■ **Task description**: Duplicate every line of the items below word for word, with the pictures left out.

Start of Extracted records

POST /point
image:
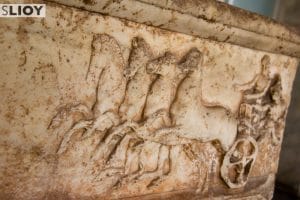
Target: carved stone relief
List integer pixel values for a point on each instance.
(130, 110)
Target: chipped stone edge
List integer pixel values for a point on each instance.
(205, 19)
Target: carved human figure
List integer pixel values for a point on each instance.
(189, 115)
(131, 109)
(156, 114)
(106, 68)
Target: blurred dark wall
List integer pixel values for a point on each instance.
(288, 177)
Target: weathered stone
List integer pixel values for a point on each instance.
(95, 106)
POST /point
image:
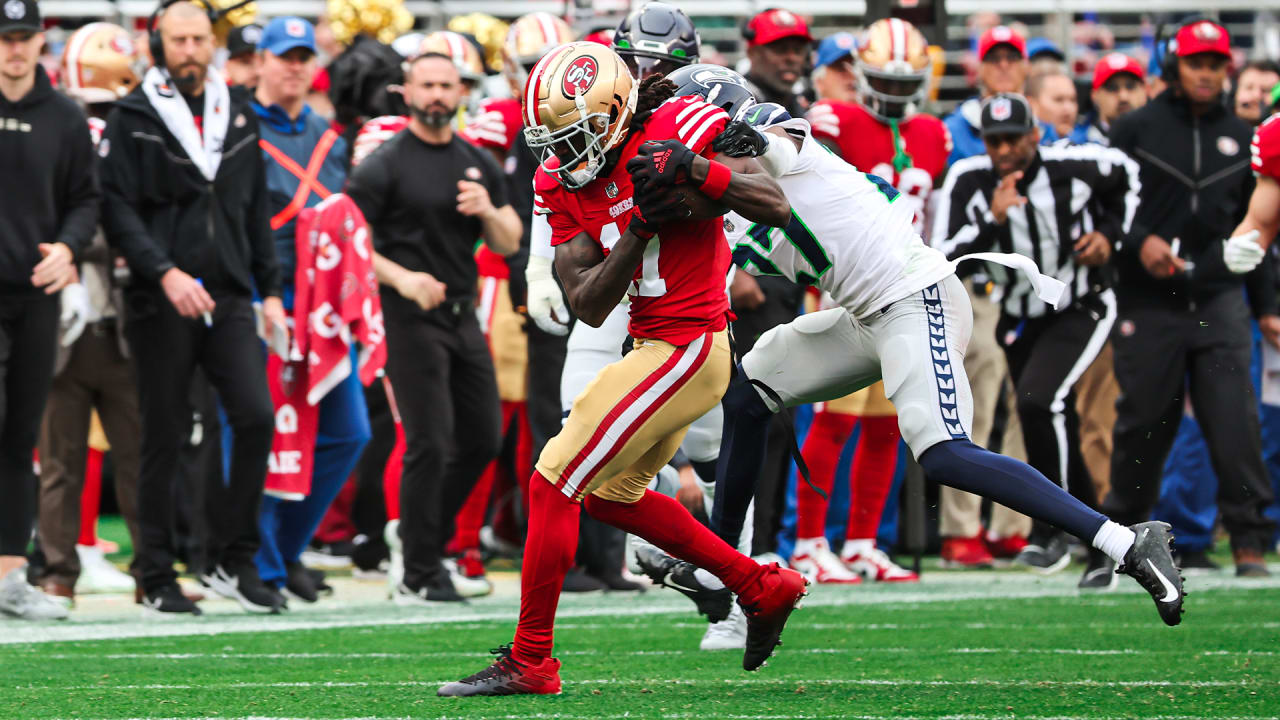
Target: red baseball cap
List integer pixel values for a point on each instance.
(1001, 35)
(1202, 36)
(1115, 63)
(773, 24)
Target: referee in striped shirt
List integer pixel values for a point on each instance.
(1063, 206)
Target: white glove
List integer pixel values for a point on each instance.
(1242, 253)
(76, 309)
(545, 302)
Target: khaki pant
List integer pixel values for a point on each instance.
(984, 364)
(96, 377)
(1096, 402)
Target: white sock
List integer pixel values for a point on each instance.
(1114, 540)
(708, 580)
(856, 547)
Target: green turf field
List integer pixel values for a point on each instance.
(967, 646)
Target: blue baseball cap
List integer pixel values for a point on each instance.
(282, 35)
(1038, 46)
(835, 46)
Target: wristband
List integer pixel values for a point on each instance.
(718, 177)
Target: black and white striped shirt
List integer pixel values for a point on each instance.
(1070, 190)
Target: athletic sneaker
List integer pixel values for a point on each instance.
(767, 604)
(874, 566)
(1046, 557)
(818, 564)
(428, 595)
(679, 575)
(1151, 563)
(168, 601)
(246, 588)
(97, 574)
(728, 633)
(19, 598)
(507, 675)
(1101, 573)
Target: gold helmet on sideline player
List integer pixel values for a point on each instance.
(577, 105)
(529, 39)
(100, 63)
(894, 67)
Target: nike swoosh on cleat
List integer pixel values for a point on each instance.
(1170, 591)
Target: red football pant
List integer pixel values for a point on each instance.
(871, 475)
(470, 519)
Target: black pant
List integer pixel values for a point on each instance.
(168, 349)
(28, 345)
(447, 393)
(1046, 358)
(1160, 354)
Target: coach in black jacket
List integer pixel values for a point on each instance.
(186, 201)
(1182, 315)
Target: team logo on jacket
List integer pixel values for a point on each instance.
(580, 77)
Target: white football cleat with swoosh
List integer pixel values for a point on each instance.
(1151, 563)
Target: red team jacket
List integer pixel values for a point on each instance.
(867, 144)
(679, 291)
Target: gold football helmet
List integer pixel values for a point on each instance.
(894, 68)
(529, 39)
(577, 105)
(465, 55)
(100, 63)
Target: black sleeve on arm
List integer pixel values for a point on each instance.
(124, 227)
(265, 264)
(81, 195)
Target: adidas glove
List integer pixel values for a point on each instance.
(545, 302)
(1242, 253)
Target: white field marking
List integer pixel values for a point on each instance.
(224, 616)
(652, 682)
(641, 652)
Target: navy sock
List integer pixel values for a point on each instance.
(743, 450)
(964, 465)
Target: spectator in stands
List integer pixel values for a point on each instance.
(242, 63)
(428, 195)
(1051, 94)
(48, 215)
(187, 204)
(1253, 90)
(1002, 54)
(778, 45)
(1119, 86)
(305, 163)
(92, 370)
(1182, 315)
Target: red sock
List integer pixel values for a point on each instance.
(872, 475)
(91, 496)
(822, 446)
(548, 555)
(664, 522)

End of Extracted records

■ **Expected output**:
POST /point
image:
Target: carved stone relief
List integer pixel values for a point on each instance.
(130, 110)
Target: chipped stone edge
List integer pixel values for a point on each instance.
(205, 19)
Target: carved human figure
List integer pixel values for a point on each instance.
(189, 115)
(131, 109)
(156, 114)
(106, 68)
Target: blurred dark wall
List integer pixel values for a point on each instance.
(288, 177)
Target: weathered stone
List integer pixel values for a point on each instance.
(95, 106)
POST /point
image:
Target: red baseball cap
List integer pixel values for a point on each instance.
(1001, 35)
(1202, 36)
(1115, 63)
(773, 24)
Target: referee in striped shirt
List integer pixel values for a point on each instance.
(1063, 206)
Target: white glove
List integer pixel values for a point on each instance.
(1242, 253)
(76, 309)
(545, 302)
Target: khaki pant
List integer pixel values for a point on each instance.
(984, 364)
(96, 377)
(1096, 402)
Target: white sock
List integer pixel values for a point on each instance.
(1114, 540)
(708, 580)
(856, 547)
Target: green turf field
List integer pixel values for a point on each instance.
(967, 646)
Target: blue baseball cap
List integer pixel values for a point on each instance.
(282, 35)
(1038, 46)
(835, 46)
Target: wristband
List integer pixel values for a point on each instance.
(718, 177)
Target: black and white striped shirt
List integer pixel values for a point on each instance.
(1070, 190)
Target: athletic sneaker
List integer pixel values for a point on each instance.
(767, 604)
(874, 566)
(1046, 557)
(818, 564)
(428, 595)
(679, 575)
(1151, 563)
(168, 601)
(246, 588)
(97, 574)
(728, 633)
(19, 598)
(507, 675)
(1101, 573)
Target: gold helmet on sideline player
List integer pixel values for a point on each instance.
(577, 105)
(529, 39)
(100, 63)
(894, 67)
Target: nike swoosh on cleat
List integer pixel values for a point on each instance.
(1170, 591)
Target: red football pant
List integer pixel values for a point on each instance.
(871, 475)
(470, 519)
Target: black pant
List integer pixel values for a point on each instance.
(168, 349)
(28, 345)
(447, 393)
(1046, 358)
(1160, 354)
Target: coach in black jacket
List integer pixel values for a point on each instance.
(186, 201)
(1182, 315)
Target: team logo on jacket
List integer pixel values for a point on each instance.
(580, 77)
Target: white football cleat with swoosh
List integer pixel values for a point on each instance.
(1151, 563)
Target: red team jacket
List integer pixel values for a point on each instance.
(867, 144)
(679, 291)
Target: gold football helmet
List integer pixel values for a point on each instance.
(894, 68)
(529, 39)
(577, 105)
(465, 55)
(100, 63)
Target: black sleeve on arm
List integer pixel values for a point on each instance.
(124, 227)
(265, 264)
(81, 195)
Target: adidas glove
List integer pixel values for a point on each instance.
(545, 302)
(1242, 253)
Target: white field marking
List integer pixel values for a point on each instance.
(224, 616)
(652, 682)
(641, 652)
Target: navy sock
List integer pixel values for a point on each instance.
(743, 450)
(964, 465)
Target: spectator in stands
List integer pixel values for a point on each instance.
(242, 63)
(428, 195)
(1051, 94)
(48, 215)
(187, 204)
(1253, 90)
(1002, 54)
(778, 45)
(1119, 86)
(305, 163)
(92, 370)
(1182, 315)
Target: red sock
List integer pixel values for a point on each instance.
(872, 475)
(91, 496)
(822, 446)
(548, 555)
(664, 522)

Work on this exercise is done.